▸ Material for the task:
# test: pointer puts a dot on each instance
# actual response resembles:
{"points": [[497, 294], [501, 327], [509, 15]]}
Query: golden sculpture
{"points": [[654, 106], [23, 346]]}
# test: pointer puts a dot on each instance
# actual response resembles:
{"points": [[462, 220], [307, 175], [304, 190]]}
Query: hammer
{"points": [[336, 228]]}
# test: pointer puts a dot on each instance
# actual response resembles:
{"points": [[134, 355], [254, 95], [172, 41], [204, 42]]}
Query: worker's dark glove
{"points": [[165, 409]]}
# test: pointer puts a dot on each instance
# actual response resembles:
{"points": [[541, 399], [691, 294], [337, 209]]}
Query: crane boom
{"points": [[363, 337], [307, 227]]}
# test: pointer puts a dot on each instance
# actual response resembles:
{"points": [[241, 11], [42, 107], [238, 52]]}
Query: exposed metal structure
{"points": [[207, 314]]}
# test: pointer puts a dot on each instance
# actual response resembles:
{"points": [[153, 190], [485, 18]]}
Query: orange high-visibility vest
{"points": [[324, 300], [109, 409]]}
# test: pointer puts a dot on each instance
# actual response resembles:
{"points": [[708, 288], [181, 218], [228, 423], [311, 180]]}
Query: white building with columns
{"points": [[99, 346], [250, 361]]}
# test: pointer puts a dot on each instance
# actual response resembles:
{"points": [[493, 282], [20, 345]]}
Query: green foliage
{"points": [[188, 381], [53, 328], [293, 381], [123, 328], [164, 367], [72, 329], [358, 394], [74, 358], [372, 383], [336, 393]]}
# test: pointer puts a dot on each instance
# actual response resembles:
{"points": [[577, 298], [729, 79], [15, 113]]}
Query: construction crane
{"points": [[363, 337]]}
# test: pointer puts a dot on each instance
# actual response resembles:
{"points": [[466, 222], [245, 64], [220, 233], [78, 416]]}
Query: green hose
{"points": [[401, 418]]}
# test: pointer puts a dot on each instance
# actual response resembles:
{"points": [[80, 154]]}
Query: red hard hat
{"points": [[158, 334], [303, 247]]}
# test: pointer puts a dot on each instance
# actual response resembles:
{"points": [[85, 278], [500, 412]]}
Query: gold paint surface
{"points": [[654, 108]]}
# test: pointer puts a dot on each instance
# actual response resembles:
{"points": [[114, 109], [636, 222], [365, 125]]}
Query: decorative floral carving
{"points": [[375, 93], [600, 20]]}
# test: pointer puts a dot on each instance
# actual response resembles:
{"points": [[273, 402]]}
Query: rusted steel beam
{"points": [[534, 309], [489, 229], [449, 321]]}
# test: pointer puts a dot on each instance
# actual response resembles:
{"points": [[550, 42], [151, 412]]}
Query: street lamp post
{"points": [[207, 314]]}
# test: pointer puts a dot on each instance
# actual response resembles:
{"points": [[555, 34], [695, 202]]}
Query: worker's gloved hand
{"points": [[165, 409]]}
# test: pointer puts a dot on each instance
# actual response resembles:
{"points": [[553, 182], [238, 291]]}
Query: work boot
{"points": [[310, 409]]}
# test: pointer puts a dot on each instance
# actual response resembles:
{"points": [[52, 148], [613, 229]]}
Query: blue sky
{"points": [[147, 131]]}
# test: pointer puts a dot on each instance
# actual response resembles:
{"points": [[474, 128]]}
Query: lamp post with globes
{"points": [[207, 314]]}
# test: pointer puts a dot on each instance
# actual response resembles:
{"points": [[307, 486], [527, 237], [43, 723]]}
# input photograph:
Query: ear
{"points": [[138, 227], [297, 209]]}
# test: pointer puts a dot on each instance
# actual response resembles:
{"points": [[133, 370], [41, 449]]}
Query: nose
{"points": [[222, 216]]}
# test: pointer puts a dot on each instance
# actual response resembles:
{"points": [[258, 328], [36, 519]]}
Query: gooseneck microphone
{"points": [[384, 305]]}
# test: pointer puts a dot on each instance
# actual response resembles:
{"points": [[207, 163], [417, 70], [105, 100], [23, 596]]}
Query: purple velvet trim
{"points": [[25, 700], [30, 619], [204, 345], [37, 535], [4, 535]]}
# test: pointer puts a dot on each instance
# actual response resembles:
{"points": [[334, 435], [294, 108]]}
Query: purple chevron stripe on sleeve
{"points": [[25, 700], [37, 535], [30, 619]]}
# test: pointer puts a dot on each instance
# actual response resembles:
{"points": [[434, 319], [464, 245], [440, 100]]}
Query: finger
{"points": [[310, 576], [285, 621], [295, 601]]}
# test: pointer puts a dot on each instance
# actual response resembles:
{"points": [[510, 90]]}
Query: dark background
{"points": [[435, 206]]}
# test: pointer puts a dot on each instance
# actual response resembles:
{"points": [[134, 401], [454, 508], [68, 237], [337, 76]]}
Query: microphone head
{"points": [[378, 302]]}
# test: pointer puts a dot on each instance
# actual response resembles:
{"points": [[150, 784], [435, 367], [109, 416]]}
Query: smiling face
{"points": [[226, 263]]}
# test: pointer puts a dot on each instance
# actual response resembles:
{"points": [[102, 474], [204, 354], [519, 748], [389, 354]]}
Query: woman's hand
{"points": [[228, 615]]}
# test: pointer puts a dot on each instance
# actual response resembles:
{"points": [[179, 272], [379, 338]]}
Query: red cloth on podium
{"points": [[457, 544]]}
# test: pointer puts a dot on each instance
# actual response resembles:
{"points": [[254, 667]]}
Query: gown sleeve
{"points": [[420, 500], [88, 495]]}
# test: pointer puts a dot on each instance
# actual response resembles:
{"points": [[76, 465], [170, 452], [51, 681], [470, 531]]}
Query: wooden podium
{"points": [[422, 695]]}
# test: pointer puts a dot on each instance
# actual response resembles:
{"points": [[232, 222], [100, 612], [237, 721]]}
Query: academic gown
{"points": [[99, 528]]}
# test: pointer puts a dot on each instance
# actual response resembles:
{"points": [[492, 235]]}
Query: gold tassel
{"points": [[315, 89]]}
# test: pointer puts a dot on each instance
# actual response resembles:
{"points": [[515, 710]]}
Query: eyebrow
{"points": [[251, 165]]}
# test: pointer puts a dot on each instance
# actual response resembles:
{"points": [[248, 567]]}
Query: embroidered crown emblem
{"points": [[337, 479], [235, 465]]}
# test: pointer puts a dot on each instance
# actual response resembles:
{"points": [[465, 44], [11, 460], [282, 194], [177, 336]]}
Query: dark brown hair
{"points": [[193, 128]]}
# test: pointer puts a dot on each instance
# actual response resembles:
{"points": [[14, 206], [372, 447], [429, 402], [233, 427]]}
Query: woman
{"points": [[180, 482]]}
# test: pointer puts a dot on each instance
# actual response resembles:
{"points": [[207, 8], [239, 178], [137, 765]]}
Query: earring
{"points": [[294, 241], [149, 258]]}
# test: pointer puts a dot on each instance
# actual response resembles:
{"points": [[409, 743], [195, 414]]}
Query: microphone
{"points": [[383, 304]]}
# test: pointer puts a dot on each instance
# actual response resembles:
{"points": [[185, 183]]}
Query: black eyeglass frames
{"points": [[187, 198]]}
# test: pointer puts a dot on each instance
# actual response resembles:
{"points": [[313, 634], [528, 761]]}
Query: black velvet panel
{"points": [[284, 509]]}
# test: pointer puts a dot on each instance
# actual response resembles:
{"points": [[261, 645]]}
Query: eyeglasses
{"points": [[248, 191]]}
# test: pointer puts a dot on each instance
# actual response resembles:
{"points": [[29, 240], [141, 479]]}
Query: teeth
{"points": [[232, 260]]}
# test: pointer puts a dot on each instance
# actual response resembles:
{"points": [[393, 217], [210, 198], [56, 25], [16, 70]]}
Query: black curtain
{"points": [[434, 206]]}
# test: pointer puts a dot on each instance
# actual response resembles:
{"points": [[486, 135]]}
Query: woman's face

▸ Problem requirements: Retype only the lines running from the line with "Query: teeth" to the end of the listing, including both of those lines.

▸ Final answer:
Query: teeth
{"points": [[232, 260]]}
# test: pointer puts a dot on each instance
# actual response resembles:
{"points": [[393, 217], [210, 198], [56, 25], [16, 70]]}
Query: black curtain
{"points": [[434, 206]]}
# test: pointer puts a dot on each instance
# actual response resembles:
{"points": [[486, 135]]}
Query: woman's face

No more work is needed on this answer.